## CONSIGNE
Dans le texte fourni ci-dessous, sur l’émeute, recopiez le passage qui s’ouvre sur les mots contenant « Au hasard. À » et se clôt sur « par Victor Hugo. ».

## TEXTE FOURNI
──────────────────────────────

L’ère du peuple

Jean Perguet, Journal du jeudi 27 décembre 2018

Retour de L’ère du peuple de Jean-Luc Mélenchon, Fayard, 2014, aux Misérables de Victor Hugo.

Comme beaucoup, à deux jours de Noël, j’ai été sidéré d’entendre qu’une fois de plus les Champs-Élysées se sont enflammés et d’avoir vu ­— c’est si rare que je « youtube » — la vidéo d’un motard qui menace de son arme des manifestants avant de fuir sur la moto de son collègue. Mais je fus autant sidéré d’entendre le soir même quelques messages de solidarité chantant la « révolte justifiée du Peuple contre l’Oligarchie », prônant l’insoumission.

D’où deux lectures. Retour dans Les Misérables de Victor Hugo. Je cherche : voilà, « Le 5 juin 18321 » ; « De quoi se compose l’émeute ? De rien et de tout. D’une électricité dégagée peu à peu, d’une flamme subitement jaillie, d’une force qui erre, d’un souffle qui passe. Ce souffle rencontre des têtes qui parlent, des cerveaux qui rêvent, des âmes qui souffrent, des passions qui brûlent, des misères qui hurlent, et les emporte.
Où ?
Au hasard. À travers l’État, à travers les lois, à travers la prospérité et l’insolence des autres.
Les convictions irritées, les enthousiasmes aigris, les indignations émues, les instincts de guerre comprimés, les jeunes courages exaltés, les aveuglements généreux. » Et une fois de plus je suis surpris de voir comment l’histoire se répète malgré ceux qui ont si bien su la conter, la théoriser, la transmettre. « Il y a l’émeute, et il y a l’insurrection ; ce sont deux colères ; l’une a tort, l’autre a droit2 ».
Et ce jour-là, cette scène était bien l’émeute décrite par Victor Hugo.

──────────────────────────────

## LISTE DES ENTRÉES
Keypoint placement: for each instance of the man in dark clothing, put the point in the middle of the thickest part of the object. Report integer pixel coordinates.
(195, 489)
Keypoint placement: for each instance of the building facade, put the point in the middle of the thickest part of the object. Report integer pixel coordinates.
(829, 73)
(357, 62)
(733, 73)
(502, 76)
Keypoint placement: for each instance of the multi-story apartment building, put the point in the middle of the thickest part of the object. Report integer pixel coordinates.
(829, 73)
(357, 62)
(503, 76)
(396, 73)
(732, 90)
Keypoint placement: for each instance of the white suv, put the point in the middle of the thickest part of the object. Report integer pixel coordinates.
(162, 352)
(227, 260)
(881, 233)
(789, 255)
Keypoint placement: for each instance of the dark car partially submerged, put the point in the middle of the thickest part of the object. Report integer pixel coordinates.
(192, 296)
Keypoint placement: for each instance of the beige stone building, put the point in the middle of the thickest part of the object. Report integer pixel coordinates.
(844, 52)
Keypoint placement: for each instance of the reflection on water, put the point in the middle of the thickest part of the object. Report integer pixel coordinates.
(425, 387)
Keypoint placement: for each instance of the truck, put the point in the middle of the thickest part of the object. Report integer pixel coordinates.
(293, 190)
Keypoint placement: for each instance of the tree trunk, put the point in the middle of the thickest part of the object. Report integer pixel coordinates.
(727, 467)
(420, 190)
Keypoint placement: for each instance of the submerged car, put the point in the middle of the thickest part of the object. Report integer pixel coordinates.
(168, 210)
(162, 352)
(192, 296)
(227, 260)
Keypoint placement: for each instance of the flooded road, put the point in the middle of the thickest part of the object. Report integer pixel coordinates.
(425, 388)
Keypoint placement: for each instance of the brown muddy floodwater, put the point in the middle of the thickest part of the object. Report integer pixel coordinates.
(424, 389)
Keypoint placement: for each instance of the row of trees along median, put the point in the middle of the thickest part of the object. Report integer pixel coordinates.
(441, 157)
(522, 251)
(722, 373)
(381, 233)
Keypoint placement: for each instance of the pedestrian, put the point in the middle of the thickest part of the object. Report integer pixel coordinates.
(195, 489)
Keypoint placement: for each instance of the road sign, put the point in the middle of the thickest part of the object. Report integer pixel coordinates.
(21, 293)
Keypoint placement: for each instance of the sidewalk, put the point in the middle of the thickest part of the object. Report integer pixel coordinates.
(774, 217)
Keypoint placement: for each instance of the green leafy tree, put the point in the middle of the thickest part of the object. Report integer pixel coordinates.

──────────────────────────────

## CORRIGÉ COMPLET
Au hasard. À travers l’État, à travers les lois, à travers la prospérité et l’insolence des autres.
Les convictions irritées, les enthousiasmes aigris, les indignations émues, les instincts de guerre comprimés, les jeunes courages exaltés, les aveuglements généreux. » Et une fois de plus je suis surpris de voir comment l’histoire se répète malgré ceux qui ont si bien su la conter, la théoriser, la transmettre. « Il y a l’émeute, et il y a l’insurrection ; ce sont deux colères ; l’une a tort, l’autre a droit2 ».
Et ce jour-là, cette scène était bien l’émeute décrite par Victor Hugo.